**Goal:** Extract every line in the entries below that contains the word "curved", and copy each one unchanged.

:: Data shown

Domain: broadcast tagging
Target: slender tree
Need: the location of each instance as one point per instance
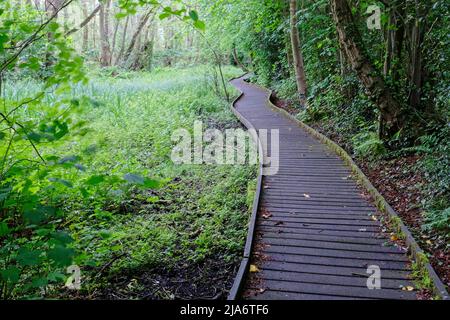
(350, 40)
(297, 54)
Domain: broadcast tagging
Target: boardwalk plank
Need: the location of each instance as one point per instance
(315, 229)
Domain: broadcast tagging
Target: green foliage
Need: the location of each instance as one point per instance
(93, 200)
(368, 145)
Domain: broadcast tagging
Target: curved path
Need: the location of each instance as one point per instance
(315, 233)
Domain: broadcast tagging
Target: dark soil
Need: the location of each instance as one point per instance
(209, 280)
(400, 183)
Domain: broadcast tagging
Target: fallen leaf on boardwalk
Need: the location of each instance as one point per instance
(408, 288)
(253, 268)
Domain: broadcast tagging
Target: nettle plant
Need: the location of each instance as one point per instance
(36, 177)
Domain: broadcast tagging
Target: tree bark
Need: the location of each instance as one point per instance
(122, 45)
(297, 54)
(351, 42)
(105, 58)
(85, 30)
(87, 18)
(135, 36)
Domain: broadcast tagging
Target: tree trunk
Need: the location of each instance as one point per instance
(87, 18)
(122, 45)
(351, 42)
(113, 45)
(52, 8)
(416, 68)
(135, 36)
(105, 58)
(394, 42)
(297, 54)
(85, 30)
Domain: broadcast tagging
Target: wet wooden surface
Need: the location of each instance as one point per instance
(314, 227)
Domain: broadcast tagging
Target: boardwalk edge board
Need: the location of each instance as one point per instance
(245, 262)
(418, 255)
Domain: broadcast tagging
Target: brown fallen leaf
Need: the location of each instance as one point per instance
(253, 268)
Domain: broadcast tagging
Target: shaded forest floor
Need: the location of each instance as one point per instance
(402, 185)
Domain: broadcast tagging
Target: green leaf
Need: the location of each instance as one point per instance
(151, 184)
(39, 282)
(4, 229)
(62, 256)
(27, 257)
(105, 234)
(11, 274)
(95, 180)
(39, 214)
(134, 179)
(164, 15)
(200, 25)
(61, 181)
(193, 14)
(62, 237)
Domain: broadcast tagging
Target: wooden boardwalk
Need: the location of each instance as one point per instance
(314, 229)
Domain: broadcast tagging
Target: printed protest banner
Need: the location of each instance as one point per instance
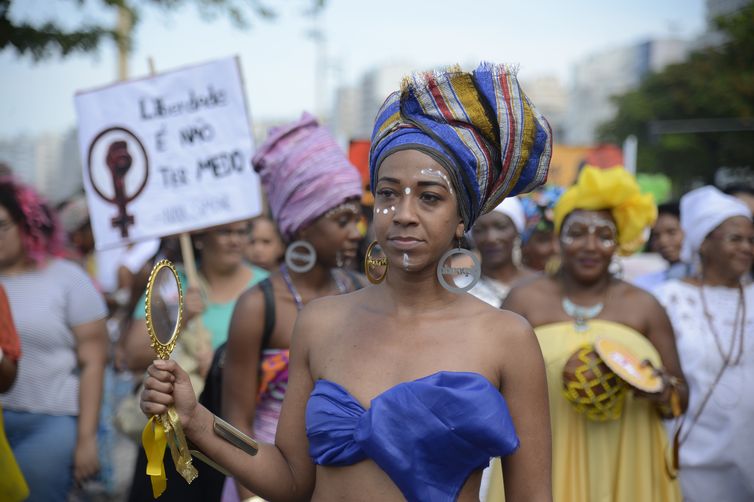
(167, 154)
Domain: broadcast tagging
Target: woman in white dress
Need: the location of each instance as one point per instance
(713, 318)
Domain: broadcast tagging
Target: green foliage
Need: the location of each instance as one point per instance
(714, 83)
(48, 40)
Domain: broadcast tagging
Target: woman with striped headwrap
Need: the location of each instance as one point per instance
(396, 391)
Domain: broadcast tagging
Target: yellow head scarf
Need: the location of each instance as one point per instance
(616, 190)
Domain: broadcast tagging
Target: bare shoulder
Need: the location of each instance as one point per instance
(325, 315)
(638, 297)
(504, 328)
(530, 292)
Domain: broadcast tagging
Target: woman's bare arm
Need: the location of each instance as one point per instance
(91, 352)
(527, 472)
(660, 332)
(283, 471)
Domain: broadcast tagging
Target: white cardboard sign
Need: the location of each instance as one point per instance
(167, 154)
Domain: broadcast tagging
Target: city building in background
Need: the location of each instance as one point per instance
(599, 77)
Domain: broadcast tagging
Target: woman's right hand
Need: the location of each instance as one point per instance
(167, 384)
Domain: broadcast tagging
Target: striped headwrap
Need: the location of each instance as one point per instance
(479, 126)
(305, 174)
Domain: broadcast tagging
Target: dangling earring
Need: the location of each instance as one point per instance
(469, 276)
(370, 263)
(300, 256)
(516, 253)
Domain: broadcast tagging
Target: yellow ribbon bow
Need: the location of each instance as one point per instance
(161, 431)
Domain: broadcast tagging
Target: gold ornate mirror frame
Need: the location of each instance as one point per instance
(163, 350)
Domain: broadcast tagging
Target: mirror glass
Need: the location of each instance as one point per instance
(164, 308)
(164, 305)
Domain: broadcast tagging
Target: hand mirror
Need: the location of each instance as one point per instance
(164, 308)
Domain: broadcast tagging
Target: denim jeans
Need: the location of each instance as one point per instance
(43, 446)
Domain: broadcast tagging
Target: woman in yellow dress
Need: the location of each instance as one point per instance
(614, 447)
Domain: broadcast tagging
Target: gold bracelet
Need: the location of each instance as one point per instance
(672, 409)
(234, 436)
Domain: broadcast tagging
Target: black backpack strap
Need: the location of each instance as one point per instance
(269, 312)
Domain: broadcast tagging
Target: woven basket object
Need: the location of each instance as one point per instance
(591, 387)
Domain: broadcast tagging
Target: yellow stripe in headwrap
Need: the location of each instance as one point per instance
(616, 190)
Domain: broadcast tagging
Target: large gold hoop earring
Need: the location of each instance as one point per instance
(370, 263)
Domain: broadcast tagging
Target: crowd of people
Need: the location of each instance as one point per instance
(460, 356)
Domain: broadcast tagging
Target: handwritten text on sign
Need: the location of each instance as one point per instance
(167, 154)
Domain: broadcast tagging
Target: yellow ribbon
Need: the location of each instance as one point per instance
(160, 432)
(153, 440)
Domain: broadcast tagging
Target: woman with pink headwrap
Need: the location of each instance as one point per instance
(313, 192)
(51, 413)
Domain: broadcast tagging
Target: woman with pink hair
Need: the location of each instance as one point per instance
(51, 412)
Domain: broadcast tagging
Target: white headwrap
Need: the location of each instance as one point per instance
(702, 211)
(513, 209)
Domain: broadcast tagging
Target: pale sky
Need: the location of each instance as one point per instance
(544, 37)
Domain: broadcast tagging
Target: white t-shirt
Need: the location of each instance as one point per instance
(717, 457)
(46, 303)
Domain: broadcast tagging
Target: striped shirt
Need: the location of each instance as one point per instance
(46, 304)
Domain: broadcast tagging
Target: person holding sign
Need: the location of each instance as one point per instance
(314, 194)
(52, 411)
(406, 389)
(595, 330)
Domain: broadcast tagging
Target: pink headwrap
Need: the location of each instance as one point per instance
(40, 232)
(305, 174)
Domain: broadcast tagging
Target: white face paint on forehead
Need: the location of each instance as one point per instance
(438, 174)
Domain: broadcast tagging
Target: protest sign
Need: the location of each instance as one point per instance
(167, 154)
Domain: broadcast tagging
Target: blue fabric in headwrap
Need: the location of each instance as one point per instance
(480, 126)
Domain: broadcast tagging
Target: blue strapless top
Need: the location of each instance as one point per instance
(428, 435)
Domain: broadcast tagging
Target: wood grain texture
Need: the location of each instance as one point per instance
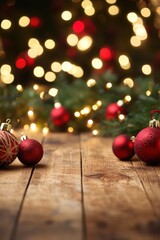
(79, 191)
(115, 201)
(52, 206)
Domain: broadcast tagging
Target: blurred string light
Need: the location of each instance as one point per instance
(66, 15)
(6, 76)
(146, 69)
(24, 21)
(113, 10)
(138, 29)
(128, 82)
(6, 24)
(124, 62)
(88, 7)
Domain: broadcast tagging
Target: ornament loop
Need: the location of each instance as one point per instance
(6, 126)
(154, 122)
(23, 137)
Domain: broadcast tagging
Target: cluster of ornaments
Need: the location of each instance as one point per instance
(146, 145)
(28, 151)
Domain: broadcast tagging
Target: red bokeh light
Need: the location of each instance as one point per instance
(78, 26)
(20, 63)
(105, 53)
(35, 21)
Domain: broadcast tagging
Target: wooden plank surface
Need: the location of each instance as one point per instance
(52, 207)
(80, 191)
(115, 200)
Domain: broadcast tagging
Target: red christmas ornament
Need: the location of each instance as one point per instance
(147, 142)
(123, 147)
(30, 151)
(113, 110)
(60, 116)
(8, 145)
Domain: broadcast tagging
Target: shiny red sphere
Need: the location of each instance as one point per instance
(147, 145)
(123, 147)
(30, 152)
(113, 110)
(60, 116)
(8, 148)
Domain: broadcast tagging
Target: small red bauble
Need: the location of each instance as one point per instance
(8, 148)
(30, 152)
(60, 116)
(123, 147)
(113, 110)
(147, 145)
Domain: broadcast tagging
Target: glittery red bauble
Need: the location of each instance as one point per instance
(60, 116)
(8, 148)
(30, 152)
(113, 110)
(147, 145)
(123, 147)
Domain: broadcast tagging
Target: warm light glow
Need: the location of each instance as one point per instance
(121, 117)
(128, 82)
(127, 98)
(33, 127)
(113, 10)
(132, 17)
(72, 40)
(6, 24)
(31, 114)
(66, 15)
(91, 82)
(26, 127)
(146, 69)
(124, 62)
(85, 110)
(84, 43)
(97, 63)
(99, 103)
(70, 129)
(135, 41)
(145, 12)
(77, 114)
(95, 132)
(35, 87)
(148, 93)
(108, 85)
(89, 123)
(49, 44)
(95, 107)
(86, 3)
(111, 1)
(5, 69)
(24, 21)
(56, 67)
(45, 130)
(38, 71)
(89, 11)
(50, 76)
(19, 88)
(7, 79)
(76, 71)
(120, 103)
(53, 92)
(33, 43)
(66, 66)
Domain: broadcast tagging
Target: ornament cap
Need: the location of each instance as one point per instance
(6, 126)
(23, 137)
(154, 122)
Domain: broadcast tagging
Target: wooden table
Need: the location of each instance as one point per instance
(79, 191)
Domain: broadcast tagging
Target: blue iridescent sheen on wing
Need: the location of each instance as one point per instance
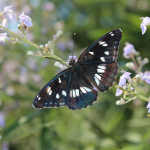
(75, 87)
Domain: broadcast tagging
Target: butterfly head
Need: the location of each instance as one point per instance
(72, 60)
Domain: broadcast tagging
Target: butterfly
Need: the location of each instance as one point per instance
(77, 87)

::::
:: Data shown

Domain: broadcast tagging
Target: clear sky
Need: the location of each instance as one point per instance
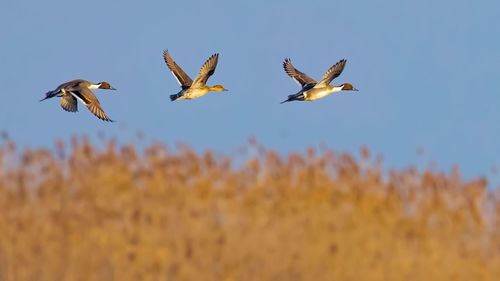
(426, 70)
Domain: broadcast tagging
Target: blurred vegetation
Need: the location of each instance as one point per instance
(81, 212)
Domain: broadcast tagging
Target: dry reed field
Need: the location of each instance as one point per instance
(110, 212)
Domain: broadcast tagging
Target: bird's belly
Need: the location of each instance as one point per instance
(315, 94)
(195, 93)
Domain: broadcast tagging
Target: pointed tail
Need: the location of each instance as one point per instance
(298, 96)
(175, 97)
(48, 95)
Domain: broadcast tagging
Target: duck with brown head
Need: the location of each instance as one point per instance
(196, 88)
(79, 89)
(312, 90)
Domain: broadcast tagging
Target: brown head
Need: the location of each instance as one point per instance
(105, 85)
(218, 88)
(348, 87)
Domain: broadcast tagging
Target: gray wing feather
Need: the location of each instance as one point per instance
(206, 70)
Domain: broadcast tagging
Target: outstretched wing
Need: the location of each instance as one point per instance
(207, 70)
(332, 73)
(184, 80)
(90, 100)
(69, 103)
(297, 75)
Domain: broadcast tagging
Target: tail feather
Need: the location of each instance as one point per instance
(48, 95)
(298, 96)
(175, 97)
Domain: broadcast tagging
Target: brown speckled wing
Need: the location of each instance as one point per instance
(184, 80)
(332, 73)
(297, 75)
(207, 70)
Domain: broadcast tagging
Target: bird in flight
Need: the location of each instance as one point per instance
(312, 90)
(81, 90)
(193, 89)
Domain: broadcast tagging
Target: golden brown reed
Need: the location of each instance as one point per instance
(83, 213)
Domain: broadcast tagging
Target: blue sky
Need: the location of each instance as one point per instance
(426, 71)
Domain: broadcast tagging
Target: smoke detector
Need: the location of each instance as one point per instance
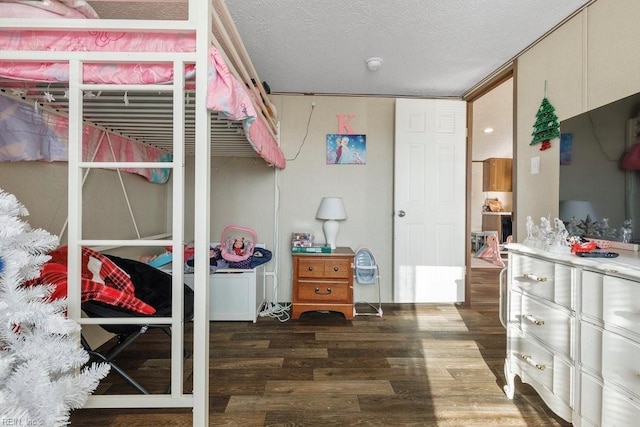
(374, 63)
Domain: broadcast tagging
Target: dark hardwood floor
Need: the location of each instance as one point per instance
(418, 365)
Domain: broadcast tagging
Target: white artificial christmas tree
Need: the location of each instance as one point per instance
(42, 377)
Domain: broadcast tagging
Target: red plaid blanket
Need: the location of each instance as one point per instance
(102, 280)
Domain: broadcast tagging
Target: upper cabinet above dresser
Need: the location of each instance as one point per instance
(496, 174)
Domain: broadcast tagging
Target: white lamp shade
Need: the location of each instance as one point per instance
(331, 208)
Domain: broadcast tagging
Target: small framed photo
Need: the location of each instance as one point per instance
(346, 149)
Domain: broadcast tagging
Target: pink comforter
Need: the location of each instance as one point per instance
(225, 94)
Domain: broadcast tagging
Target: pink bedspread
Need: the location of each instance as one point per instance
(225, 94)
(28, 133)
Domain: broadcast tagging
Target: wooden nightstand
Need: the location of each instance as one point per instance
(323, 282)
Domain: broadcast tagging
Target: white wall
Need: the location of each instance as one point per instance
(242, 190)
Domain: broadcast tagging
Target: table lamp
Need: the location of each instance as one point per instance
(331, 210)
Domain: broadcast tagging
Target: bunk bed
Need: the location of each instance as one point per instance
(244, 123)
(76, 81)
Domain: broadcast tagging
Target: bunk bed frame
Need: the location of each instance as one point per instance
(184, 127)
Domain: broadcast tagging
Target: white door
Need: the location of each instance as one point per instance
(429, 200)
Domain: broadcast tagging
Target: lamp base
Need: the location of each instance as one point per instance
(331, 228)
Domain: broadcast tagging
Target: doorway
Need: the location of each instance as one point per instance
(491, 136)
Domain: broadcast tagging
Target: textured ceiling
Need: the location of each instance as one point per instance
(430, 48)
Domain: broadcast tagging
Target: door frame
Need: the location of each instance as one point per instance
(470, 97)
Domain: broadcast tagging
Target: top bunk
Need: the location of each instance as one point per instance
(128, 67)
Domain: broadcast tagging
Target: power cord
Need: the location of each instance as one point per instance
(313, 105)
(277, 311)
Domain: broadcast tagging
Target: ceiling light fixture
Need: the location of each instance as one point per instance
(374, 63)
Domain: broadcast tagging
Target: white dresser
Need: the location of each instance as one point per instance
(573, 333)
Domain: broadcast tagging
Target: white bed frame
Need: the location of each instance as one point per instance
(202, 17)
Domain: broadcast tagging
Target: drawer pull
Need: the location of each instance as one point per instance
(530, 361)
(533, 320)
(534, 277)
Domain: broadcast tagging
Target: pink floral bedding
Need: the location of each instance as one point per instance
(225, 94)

::::
:: Data shown

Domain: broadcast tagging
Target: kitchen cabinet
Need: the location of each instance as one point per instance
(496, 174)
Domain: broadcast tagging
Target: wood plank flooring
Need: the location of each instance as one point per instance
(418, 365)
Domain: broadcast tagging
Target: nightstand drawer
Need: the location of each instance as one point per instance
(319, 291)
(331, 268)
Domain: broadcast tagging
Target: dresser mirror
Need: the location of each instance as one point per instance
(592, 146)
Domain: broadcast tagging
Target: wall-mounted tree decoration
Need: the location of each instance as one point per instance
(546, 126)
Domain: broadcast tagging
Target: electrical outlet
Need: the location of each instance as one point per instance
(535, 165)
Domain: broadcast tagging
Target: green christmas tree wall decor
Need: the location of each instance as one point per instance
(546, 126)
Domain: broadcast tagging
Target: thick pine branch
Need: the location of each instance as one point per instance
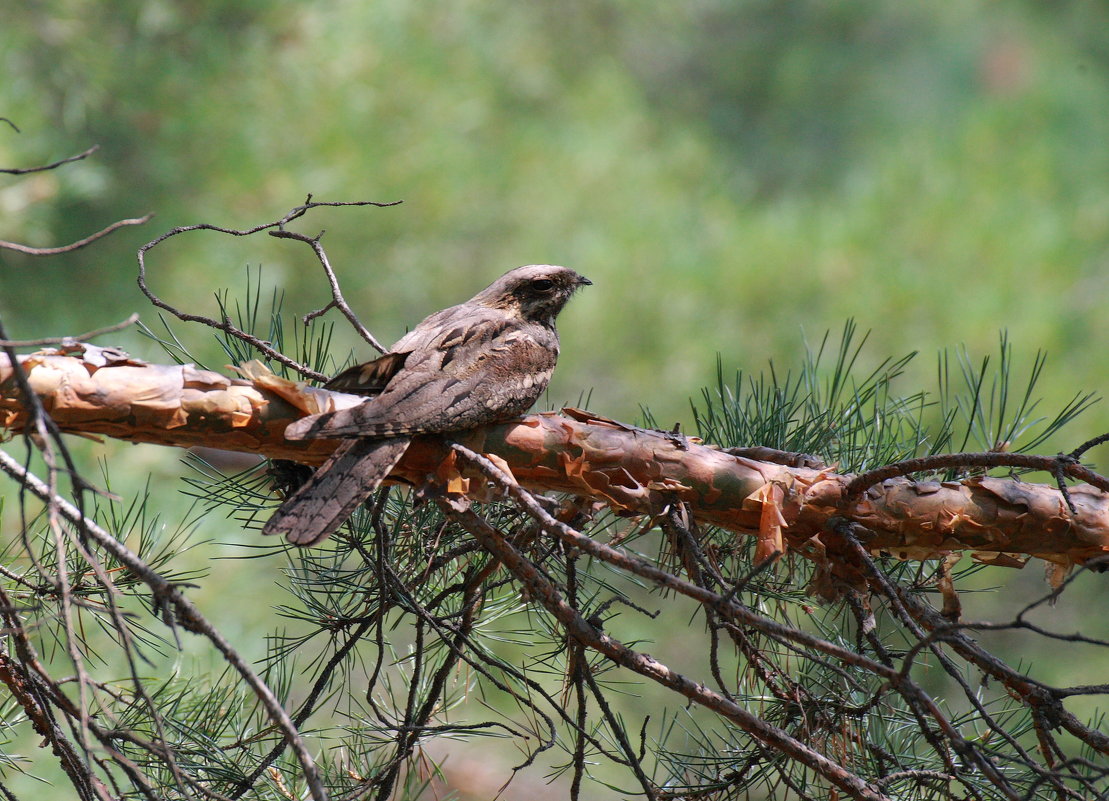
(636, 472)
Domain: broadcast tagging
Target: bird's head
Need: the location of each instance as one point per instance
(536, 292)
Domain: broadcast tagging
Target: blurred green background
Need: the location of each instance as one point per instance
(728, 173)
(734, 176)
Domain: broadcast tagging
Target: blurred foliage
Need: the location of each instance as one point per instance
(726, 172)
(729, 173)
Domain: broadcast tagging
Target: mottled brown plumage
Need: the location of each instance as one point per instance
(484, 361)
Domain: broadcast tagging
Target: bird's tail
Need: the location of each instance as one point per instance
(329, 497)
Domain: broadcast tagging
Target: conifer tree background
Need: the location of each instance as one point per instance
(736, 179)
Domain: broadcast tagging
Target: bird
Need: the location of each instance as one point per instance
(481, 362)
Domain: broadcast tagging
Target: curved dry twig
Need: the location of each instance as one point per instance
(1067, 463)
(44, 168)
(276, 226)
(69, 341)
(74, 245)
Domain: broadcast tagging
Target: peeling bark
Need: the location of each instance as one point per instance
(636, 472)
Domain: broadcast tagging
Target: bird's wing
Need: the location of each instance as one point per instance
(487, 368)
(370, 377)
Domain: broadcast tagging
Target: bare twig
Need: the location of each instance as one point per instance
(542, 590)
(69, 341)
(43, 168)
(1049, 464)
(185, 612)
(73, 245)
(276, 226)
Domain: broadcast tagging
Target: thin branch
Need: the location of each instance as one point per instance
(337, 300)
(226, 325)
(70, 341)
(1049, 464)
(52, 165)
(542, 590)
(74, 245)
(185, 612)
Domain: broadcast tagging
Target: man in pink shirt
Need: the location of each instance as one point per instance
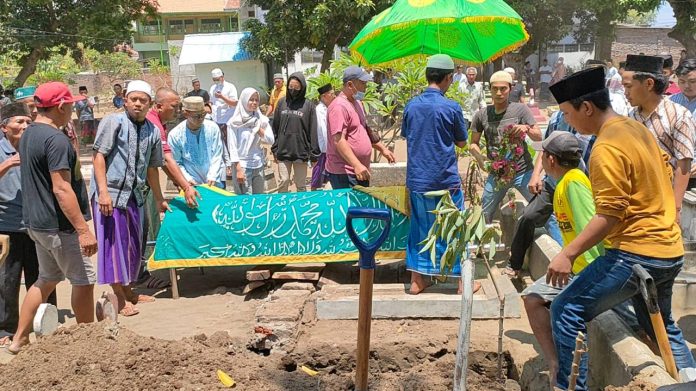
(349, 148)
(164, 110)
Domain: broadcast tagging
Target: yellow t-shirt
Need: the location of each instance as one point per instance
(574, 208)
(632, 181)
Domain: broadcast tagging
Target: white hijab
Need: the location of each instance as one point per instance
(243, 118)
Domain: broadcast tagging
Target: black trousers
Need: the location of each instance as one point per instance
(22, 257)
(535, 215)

::::

**Result:**
Target: curved path
Target: curved dry twig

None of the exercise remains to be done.